GIVEN PASSAGE:
This is especially salient to Iran's indirect war against Israel. It seems the logic of containment is not dispositive in the quasi-military realm of terrorism. Israel has had nukes for about four decades and Iran has supported hostilities against Israel for about half that long (and also Jews, if we join the Argentine government in blaming Iran and Hezbollah for the 1994 bombing of the Argentine Israelite Mutual Association, which killed 85 people). While Hezbollah and Hamas take cues from Iran, they are also independent actors, which is to say Iran can't precisely tune their aggression. Effective missiles are much easier to obtain than nukes. If Hezbollah, Hamas, or a group like them pulls off a large-scale attack on Israel -- say, rocketing a hospital and killing ~300 doctors, staffers and patients -- the situation could devolve very quickly into a devastating exchange between Israel and Iran. Look at how we’ve reacted to the terrorist murder of ~3000 Americans, then consider what Israel has done in response to ineffectual rocket attacks and the kidnapping of Gilad Shalit. Israeli policy has a consistent flavor of machtpolitik. Wright, and many like him, say the US is confronting Iran "on Israel’s behalf," hoping to taint the hawks’ position by distilling it to a war for Israel. Do they believe a 9/11 in Israel backed by a nuclear Iran will remain a regional affair?

To get an idea what an Iranian war party under siege might do, review the following statistics, enumerated in Hoffman's Inside Terrorism.
Although religious terrorists committed only 6 percent of recorded terrorist incidents between 1998 and 2004, their acts were responsible for 30 percent of the total number of fatalities recorded during that time period... Although Shia groups committed only 8 percent of all international terrorist incidents between 1982 and 1989, they nonetheless were responsible for 30 percent of the total number of fatalities arising from those incidents. And while al Qaeda perpetrated only 0.1 percent of all terrorist attacks between 1998 and 2004, it was responsible for nearly 19 percent of total fatalities from terrorist attacks during that time period.

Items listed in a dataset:
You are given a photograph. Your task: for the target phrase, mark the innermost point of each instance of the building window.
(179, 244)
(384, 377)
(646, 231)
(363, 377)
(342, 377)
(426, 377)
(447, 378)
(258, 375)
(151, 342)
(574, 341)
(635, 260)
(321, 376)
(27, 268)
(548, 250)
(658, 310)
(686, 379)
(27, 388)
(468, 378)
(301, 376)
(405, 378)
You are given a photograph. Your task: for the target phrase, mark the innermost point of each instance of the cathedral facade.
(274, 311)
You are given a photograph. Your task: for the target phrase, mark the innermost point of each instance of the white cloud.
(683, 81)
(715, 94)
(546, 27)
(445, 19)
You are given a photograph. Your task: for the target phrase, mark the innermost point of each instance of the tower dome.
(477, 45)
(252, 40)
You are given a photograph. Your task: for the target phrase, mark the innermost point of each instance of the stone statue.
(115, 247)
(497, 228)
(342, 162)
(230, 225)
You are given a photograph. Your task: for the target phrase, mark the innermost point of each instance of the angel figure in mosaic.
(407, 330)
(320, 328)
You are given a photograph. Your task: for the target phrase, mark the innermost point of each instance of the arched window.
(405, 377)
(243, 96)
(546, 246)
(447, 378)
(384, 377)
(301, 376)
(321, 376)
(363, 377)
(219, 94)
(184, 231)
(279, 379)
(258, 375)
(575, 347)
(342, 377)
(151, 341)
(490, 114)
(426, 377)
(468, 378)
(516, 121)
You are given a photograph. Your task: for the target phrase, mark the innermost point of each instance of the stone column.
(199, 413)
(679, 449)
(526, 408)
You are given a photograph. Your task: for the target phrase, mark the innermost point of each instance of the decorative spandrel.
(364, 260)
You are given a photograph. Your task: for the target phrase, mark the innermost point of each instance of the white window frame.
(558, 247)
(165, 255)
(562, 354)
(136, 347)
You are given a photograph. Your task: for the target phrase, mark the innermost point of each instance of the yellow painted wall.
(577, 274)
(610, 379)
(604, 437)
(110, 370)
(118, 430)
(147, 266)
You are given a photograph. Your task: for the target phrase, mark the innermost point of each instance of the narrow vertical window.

INSTRUCTIONS FOR THE TASK:
Reproduce word for word the stretch of the passage on Iran and terrorism from "To get an idea" through "attacks during that time period.".

SOLUTION TO THE PROBLEM:
To get an idea what an Iranian war party under siege might do, review the following statistics, enumerated in Hoffman's Inside Terrorism.
Although religious terrorists committed only 6 percent of recorded terrorist incidents between 1998 and 2004, their acts were responsible for 30 percent of the total number of fatalities recorded during that time period... Although Shia groups committed only 8 percent of all international terrorist incidents between 1982 and 1989, they nonetheless were responsible for 30 percent of the total number of fatalities arising from those incidents. And while al Qaeda perpetrated only 0.1 percent of all terrorist attacks between 1998 and 2004, it was responsible for nearly 19 percent of total fatalities from terrorist attacks during that time period.